## [Material]
◆ ◆ ◆ ◆ ◆ ◆ ◆

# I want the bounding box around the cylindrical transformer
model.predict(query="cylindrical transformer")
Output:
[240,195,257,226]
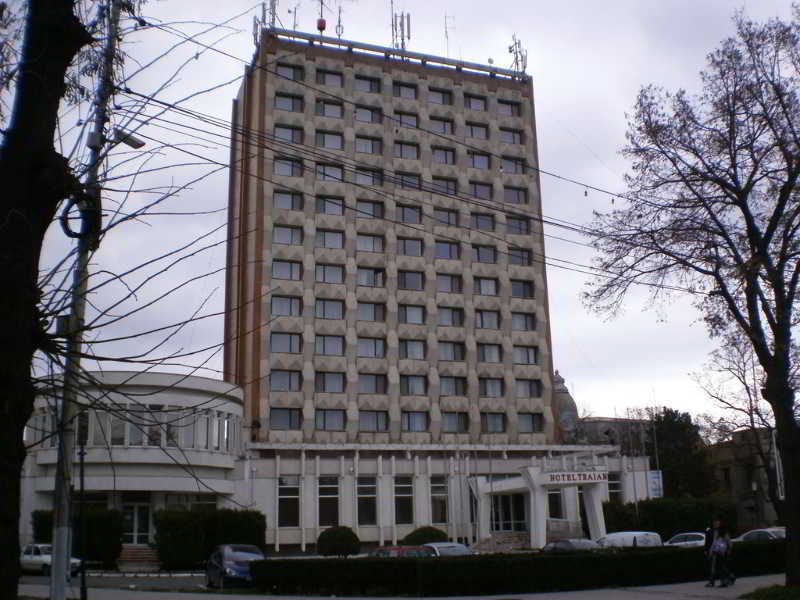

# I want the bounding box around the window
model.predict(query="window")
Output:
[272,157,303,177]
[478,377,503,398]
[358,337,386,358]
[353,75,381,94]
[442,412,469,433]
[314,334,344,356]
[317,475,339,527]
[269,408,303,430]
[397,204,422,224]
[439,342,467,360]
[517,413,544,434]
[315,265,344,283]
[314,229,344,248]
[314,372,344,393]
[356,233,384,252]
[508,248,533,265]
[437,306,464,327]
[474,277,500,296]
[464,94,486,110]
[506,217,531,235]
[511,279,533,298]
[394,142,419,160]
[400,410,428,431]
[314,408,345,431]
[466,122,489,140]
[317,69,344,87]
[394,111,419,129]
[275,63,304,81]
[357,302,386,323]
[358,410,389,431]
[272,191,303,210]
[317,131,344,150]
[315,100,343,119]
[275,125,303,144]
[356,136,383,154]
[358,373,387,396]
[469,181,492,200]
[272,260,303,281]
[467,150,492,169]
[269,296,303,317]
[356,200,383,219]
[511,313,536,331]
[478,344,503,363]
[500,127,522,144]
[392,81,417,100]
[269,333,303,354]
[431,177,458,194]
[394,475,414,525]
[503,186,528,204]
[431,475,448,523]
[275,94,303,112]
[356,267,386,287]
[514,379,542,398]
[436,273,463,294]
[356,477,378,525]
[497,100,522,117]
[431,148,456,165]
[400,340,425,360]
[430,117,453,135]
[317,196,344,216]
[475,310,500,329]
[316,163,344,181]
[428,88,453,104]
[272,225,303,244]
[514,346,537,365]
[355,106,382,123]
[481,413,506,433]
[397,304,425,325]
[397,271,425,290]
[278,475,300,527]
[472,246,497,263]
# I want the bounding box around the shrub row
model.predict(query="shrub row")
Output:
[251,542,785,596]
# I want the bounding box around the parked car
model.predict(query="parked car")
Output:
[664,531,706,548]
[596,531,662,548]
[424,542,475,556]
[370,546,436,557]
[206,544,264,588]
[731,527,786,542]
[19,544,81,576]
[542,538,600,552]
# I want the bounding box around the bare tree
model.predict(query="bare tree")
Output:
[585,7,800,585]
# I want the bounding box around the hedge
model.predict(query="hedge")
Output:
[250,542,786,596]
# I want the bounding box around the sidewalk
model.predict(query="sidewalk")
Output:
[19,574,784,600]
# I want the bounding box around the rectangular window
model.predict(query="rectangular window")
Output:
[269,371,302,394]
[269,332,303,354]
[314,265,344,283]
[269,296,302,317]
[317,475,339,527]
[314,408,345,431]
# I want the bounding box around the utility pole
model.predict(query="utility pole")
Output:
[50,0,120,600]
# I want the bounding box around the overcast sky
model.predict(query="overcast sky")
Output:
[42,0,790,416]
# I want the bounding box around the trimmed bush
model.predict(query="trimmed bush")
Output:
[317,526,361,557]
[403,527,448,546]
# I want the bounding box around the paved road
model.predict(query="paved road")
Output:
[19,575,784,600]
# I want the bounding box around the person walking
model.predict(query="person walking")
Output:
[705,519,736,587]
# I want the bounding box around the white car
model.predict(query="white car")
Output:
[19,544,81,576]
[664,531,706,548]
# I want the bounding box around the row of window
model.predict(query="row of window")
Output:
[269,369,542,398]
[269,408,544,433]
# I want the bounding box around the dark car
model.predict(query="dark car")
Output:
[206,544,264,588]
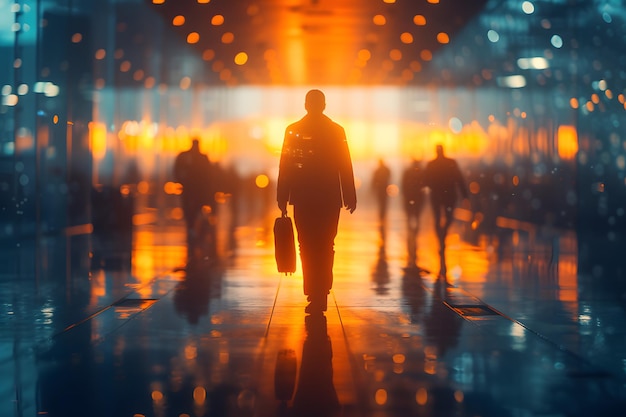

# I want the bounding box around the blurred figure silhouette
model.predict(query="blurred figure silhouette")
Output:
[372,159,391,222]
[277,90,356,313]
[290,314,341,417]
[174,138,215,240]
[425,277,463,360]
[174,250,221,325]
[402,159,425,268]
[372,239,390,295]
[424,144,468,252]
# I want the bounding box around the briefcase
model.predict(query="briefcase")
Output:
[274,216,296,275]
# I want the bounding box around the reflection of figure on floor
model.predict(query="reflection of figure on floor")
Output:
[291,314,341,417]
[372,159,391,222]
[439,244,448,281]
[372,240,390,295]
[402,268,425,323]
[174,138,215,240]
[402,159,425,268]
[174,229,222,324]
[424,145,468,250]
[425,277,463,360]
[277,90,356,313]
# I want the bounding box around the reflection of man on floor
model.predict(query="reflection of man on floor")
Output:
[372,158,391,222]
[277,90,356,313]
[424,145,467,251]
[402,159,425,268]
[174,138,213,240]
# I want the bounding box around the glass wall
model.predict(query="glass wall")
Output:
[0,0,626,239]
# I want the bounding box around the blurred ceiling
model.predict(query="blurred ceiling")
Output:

◆ ◆ ◆ ◆ ◆ ◆ ◆

## [Written problem]
Copy the listing from the line with "# I want the bounding box around the rectangular" to the line with "[19,575,784,600]", changing "utility pole" to "telephone pole" and leaving everything else as it stands.

## [Problem solution]
# I want the bounding box around the rectangular window
model.predict(query="rectangular window")
Output:
[269,371,302,394]
[269,332,303,354]
[314,265,344,283]
[269,296,302,317]
[317,475,339,527]
[314,408,345,431]
# I want the bounding box around the telephone pole
model.predict(query="telephone pole")
Output:
[50,0,120,600]
# I want the bounding box around the overcast sky
model.predict(query="overcast sky")
Output:
[42,0,790,416]
# I want the bounding box around the trimmed bush
model.predict(query="trimmed bush")
Output:
[317,526,361,557]
[403,527,448,546]
# I want the bounding box around the paved road
model.predict(query="paved road")
Output:
[19,575,784,600]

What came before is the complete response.